(Photo labels with boxes)
---------------

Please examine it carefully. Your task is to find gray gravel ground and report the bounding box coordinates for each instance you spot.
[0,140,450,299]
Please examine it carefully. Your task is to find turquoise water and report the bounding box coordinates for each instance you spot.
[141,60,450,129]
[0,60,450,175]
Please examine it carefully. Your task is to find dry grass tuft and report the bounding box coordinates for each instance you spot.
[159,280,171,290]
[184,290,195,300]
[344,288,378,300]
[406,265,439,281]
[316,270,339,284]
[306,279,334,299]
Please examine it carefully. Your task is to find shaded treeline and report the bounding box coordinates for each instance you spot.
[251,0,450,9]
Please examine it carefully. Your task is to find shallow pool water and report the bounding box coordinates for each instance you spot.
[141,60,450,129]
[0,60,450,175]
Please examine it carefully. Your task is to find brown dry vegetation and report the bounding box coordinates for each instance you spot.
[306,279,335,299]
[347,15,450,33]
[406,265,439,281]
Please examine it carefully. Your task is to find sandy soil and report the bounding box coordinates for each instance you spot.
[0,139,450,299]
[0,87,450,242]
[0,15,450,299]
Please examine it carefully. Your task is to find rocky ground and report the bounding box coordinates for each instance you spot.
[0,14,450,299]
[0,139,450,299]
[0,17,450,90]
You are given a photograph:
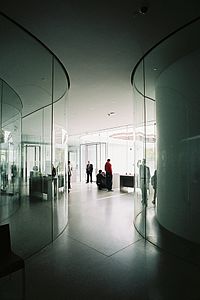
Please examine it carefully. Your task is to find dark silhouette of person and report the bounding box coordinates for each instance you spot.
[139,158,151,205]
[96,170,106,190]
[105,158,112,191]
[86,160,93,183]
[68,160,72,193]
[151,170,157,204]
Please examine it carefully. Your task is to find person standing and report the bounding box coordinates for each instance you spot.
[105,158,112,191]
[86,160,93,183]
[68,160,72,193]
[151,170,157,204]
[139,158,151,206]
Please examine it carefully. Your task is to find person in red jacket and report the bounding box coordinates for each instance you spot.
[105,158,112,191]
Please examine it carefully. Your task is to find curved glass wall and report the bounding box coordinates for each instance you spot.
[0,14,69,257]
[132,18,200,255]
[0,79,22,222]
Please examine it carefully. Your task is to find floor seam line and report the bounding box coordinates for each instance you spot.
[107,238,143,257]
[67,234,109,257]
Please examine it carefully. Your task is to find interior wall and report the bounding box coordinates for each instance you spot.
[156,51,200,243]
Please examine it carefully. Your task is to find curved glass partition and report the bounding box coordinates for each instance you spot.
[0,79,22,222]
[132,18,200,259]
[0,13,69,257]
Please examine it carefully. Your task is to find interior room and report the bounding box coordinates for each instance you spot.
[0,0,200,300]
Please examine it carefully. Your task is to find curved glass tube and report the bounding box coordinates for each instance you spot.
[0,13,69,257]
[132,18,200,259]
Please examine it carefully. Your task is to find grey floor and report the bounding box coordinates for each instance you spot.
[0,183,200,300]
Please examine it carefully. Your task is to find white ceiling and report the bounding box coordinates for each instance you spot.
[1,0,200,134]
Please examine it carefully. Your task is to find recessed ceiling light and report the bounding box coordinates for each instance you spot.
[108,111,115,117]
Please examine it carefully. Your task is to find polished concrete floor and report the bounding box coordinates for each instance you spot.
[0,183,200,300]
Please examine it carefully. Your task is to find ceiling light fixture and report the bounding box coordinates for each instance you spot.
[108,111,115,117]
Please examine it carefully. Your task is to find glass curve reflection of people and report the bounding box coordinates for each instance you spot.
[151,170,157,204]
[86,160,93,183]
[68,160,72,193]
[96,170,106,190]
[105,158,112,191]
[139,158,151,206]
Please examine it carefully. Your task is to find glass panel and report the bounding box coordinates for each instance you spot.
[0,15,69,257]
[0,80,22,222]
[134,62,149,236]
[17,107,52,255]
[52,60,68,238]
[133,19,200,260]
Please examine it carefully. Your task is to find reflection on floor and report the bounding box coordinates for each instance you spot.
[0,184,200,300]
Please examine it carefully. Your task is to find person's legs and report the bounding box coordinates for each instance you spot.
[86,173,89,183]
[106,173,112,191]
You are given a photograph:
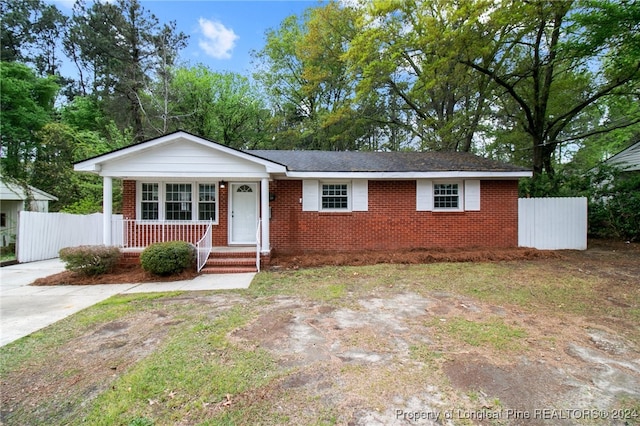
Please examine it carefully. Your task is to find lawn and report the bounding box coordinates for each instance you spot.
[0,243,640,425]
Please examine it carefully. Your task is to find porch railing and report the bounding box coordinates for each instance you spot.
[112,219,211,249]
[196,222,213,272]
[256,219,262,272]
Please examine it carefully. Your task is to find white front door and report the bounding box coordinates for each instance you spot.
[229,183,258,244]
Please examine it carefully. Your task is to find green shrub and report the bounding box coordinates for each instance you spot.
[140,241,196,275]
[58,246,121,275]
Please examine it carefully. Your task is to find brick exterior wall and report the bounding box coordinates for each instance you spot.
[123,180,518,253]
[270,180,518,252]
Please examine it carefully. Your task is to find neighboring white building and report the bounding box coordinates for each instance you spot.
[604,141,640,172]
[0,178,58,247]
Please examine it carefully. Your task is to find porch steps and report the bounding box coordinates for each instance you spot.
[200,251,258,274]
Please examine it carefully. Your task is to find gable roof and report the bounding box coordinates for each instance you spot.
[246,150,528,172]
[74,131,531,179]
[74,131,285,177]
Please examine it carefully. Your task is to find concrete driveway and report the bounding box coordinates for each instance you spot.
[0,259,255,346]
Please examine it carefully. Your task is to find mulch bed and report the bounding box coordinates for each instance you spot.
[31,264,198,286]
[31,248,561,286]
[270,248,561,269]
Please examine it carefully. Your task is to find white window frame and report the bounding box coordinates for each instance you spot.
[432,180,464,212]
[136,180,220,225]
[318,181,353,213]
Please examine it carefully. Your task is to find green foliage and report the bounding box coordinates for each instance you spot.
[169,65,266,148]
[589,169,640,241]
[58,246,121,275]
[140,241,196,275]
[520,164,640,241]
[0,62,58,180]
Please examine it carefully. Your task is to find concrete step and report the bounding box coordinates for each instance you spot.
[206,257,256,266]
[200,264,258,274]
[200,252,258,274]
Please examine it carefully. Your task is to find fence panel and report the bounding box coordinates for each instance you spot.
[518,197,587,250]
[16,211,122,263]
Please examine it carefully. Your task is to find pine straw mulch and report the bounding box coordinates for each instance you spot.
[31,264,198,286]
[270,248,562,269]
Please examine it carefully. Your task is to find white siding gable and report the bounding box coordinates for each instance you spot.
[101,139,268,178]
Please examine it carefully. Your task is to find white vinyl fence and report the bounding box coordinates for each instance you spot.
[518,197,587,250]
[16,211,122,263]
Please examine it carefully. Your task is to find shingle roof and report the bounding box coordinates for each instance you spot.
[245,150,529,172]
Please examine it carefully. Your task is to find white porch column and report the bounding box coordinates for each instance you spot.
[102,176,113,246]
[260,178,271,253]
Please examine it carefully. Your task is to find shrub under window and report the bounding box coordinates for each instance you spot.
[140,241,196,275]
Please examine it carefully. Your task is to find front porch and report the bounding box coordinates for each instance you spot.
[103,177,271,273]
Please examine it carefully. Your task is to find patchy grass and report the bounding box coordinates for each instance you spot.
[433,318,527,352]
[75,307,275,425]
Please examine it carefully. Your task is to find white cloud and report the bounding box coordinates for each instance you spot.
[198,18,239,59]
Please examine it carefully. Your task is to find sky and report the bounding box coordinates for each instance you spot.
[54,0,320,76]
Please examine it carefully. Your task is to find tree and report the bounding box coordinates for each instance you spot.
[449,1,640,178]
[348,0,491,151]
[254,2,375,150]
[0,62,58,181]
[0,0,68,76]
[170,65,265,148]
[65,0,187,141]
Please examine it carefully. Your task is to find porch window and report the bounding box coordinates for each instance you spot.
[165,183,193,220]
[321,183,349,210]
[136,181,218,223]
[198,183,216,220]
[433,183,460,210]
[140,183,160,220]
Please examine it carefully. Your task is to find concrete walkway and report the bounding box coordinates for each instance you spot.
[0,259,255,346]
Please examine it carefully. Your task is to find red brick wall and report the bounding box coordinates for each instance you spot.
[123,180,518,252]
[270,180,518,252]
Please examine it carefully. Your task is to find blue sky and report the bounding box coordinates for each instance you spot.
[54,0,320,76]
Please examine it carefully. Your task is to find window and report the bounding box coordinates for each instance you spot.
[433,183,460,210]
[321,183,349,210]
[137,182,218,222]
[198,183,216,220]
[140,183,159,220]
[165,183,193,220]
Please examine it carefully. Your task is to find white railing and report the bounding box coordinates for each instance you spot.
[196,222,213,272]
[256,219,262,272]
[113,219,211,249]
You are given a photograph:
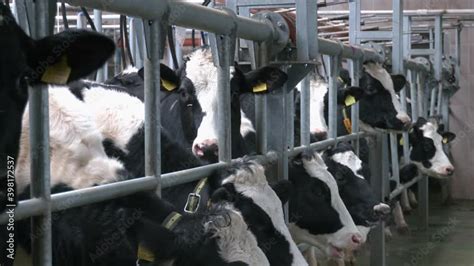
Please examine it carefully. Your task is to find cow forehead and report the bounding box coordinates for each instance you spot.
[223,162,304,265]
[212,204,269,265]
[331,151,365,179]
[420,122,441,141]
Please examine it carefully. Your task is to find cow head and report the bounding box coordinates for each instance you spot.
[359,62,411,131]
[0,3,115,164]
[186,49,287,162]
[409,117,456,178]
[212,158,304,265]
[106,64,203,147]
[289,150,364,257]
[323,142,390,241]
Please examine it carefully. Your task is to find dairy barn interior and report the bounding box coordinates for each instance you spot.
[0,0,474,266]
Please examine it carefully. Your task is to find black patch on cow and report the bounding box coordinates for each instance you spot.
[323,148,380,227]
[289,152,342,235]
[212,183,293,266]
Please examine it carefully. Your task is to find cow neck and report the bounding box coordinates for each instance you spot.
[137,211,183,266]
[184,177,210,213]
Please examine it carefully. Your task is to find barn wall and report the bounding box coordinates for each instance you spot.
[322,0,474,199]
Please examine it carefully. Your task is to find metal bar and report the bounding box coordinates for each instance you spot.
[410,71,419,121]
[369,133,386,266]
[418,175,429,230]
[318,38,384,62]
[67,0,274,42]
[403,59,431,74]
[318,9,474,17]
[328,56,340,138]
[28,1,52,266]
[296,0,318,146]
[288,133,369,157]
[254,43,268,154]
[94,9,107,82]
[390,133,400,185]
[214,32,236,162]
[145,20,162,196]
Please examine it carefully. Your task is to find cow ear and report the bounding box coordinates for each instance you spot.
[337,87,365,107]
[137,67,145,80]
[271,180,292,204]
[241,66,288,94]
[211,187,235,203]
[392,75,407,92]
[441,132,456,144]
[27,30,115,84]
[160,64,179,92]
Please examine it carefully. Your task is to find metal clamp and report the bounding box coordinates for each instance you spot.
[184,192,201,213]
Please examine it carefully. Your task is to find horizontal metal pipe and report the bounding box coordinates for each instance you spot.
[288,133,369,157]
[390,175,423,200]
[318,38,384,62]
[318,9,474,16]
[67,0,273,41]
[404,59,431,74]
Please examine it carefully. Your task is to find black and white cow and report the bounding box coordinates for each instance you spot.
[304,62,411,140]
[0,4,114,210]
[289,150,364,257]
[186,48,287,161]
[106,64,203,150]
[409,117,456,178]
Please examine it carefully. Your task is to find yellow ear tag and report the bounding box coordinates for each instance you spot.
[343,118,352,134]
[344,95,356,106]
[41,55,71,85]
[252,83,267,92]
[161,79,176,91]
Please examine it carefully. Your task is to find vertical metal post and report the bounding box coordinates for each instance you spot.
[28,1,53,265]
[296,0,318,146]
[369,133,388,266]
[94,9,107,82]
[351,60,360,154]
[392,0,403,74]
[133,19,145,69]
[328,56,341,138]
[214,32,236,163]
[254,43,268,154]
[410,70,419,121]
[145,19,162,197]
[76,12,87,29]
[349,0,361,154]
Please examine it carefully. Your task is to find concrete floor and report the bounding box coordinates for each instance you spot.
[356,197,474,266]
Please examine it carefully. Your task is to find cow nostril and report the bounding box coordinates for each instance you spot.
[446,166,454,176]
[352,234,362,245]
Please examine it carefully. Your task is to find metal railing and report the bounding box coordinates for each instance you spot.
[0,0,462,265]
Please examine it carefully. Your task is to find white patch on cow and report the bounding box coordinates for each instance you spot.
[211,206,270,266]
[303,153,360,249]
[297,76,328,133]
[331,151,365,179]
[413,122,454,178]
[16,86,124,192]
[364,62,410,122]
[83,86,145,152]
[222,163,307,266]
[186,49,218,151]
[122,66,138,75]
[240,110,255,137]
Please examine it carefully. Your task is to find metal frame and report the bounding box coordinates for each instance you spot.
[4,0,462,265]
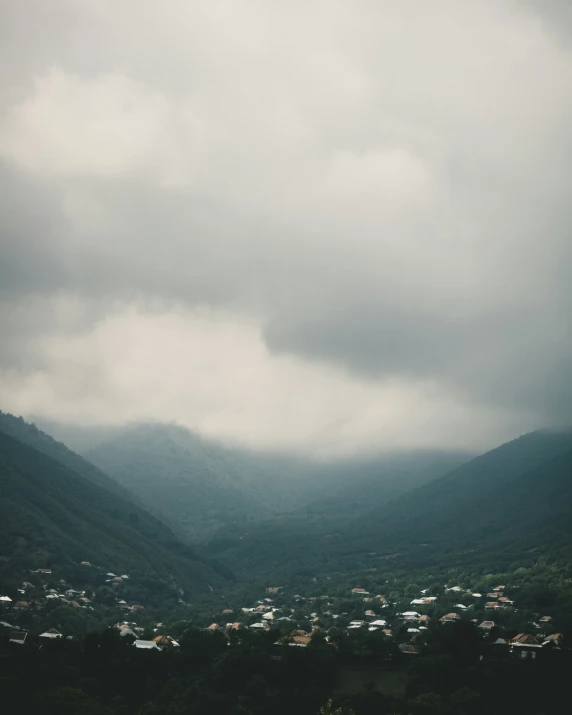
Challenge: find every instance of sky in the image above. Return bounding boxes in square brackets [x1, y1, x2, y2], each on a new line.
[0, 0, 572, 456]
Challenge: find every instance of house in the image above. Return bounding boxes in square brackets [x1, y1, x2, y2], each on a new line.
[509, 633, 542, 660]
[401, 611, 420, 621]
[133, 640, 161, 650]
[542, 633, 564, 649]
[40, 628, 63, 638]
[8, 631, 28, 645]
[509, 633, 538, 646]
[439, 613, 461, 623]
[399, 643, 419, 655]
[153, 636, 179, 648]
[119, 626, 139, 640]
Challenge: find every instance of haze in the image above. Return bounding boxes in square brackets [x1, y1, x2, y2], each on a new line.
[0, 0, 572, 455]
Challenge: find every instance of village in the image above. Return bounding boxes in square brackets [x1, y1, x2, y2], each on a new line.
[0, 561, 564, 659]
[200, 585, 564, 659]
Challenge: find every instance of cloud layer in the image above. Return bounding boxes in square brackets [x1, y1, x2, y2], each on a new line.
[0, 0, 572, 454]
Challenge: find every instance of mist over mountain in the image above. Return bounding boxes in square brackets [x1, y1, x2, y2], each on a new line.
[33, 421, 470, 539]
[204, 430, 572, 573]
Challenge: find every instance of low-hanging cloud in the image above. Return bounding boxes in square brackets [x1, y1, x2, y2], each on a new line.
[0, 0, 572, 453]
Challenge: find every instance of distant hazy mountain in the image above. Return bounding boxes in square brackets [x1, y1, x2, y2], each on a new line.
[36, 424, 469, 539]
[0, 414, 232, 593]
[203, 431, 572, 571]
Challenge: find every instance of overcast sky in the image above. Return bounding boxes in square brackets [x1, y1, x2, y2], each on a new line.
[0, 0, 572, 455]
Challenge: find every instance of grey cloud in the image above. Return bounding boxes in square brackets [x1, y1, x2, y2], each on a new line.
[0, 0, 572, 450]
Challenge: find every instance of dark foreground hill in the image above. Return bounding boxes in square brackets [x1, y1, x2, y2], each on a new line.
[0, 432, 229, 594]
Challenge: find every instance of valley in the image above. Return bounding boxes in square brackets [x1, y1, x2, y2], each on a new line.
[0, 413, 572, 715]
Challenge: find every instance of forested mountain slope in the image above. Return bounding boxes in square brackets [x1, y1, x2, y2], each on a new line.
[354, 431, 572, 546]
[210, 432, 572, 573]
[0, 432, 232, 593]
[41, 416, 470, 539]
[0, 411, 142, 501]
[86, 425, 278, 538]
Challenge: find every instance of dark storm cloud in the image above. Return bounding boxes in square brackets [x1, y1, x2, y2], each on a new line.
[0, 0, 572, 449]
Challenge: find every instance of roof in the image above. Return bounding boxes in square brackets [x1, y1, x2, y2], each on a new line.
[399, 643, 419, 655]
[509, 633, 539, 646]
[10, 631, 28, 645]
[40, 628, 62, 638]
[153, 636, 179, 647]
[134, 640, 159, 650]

---------------

◆ EXERCISE DIRECTIONS ◆
Copy the lines of the rows verbatim, starting at the line with "find person standing" and ending at the line with "[156,51,200,243]", both included.

◆ THE ANSWER ◆
Please examine it carefully. Your task is to find person standing and report the bounding box coordinates for each instance you spot.
[105,158,112,191]
[86,160,93,183]
[68,160,72,193]
[151,170,157,204]
[139,158,151,206]
Please examine it carefully. Your task is to find person in red jacket and report the bounding box coordinates for each instance you spot.
[105,158,112,191]
Please examine it carefully. Your task is to find curved glass wall and report the bounding box coordinates for each instance you spot.
[0,14,69,257]
[132,18,200,255]
[0,79,22,222]
Please examine it carefully. Your task is to find floor seam line and report the bounding box coordinates for each instance you spot.
[107,238,143,257]
[67,234,109,257]
Please examine it carefully. Your task is to find interior wall and report the bounding box coordinates for each instance you spot.
[156,51,200,243]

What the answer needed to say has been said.